#### EXERCISE 1
Reproduce the stretch of the agent documentation from "Supported Models: - claude-sonnet-4-5" through "using the ORM.".
#### EXERCISE 2
According to the agent documentation, which model is the default?

───── SOURCE DOCUMENT ─────

Supported Models: - claude-sonnet-4-5 — Balanced performance (default) - claude-haiku-4-5 — Fast responses - claude-opus-4-5 — Highest capability

Configuration:

# In Agent metadata
{
    "model_name": "claude-sonnet-4-5"
}

Core Features¶

Conversation Memory¶

Conversations are automatically persisted per user and thread. The MemoryStoreService handles storage using the ORM.

# Memory is managed automatically by process_chat()
# Each message is persisted immediately to prevent race conditions

# To access memory directly:
from grit.agent.store import MemoryStoreService

memory_service = MemoryStoreService()
namespace = ("memories", str(user.id))

# Get conversation history
memory = memory_service.get_memory(namespace, thread_id)
if memory:
    history = memory.value['conversation_history']

# List recent conversations (up to 20)

───── EXTRACTED INFORMATION ─────

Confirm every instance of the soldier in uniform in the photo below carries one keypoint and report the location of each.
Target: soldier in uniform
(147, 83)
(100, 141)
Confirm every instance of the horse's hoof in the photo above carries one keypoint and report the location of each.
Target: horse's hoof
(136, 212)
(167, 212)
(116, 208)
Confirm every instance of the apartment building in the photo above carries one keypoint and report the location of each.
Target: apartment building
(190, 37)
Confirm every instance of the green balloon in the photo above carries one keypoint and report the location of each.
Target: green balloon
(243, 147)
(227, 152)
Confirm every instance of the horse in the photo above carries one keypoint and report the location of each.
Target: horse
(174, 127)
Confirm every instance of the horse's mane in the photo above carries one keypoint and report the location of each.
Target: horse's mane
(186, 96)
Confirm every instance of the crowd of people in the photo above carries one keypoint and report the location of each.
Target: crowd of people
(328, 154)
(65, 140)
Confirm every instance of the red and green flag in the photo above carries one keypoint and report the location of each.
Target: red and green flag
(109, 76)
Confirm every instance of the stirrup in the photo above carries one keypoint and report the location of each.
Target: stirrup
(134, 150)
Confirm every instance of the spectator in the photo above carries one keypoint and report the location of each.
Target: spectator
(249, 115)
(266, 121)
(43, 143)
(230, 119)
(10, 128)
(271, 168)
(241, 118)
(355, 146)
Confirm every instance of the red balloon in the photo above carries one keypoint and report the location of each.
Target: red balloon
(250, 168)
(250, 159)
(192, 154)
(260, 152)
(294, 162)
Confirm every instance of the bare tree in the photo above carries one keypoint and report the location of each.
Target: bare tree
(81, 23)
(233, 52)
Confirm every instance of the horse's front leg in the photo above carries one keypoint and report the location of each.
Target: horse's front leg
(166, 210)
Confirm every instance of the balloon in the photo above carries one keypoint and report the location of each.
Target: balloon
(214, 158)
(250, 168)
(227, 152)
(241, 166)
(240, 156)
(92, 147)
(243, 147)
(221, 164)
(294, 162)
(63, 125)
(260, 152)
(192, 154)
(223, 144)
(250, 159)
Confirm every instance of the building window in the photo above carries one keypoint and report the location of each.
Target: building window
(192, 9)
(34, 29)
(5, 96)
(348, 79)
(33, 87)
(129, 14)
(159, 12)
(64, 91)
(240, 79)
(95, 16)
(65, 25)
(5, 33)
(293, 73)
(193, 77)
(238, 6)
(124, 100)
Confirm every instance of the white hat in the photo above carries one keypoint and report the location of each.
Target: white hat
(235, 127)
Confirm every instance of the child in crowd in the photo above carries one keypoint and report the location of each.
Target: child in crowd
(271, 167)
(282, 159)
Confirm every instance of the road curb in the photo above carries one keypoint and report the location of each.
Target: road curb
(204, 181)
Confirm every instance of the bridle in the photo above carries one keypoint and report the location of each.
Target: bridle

─────

#### TASK SOLUTION 1
Supported Models: - claude-sonnet-4-5 — Balanced performance (default) - claude-haiku-4-5 — Fast responses - claude-opus-4-5 — Highest capability

Configuration:

# In Agent metadata
{
    "model_name": "claude-sonnet-4-5"
}

Core Features¶

Conversation Memory¶

Conversations are automatically persisted per user and thread. The MemoryStoreService handles storage using the ORM.

#### TASK SOLUTION 2
claude-sonnet-4-5